Objective: Please write out, word for word, the lines below from the one containing "Reviewer check: make sure each instance of the wooden" through the last line, with both ends included.

(Point labeling lines)
····················
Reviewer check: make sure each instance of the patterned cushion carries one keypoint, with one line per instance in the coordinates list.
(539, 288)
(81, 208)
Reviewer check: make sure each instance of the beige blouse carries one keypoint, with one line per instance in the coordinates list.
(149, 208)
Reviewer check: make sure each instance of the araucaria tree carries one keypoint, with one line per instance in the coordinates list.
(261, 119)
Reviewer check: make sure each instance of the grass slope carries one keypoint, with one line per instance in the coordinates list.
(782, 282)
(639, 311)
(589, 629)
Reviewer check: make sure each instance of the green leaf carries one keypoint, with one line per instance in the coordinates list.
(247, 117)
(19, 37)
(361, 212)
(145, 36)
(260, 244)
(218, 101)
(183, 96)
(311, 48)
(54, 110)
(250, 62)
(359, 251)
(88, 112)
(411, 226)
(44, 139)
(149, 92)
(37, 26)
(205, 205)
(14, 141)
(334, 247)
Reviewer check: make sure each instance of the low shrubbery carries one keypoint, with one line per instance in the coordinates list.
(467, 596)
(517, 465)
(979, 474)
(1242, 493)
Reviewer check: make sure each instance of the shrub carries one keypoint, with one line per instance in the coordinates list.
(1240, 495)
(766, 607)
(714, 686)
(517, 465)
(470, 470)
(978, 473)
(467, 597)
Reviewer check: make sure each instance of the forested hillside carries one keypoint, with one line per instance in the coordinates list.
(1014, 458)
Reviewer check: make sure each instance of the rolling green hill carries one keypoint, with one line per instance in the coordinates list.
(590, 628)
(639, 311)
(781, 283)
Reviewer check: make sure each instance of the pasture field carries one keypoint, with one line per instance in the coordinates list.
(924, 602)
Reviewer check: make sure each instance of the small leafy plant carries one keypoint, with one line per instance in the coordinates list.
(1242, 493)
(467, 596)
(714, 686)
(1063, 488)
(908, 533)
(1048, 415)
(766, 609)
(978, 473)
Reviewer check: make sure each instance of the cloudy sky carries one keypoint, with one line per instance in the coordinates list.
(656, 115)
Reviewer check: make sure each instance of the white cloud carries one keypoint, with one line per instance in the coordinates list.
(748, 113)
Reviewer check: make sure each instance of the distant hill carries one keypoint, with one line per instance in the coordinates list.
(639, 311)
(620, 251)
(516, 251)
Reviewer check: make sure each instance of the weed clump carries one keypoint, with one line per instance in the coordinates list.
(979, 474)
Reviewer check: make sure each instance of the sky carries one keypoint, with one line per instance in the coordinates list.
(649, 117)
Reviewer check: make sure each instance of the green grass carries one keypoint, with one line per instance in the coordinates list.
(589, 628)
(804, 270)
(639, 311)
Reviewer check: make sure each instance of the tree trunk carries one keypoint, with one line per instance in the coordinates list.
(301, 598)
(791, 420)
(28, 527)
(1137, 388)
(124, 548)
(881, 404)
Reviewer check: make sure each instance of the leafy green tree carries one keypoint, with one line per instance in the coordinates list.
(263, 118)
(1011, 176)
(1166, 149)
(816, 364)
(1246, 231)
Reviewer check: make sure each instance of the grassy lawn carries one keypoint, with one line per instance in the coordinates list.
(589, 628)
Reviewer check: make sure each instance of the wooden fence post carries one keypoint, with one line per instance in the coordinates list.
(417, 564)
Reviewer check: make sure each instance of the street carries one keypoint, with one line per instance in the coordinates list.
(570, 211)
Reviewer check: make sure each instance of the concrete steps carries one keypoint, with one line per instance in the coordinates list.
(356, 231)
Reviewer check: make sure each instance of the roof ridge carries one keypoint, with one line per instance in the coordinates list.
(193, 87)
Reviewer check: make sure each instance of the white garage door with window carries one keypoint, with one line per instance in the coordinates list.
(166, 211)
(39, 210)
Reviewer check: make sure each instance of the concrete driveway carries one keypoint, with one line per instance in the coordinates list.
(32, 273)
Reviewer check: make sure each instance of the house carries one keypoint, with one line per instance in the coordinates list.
····················
Task solution:
Reviewer check: make sure each instance of the wooden fence post carries one keypoint, with one line per instance in the coordinates list.
(417, 564)
Reviewer check: make sure each instance of the street carries one keypoint, with one line per instance in the coordinates list.
(570, 211)
Reviewer check: make sure each instance of the concrete steps carries one keypoint, with one line per instance in the coordinates list.
(356, 231)
Reviewer check: make sure each instance of the roof ridge carries one keypoint, with one line per instance in the coordinates list.
(193, 87)
Reviewer check: make sure each instance of the white garage door with window carries one keypoint, with one line per instance in the coordinates list.
(166, 211)
(39, 210)
Reviewer check: make sure each instance of the concrete driveway carries one keypoint, with one line per instance in the coordinates list.
(32, 273)
Reviewer check: make sure each instance of the house carries one keypoint, with one line per instance in the coordinates list.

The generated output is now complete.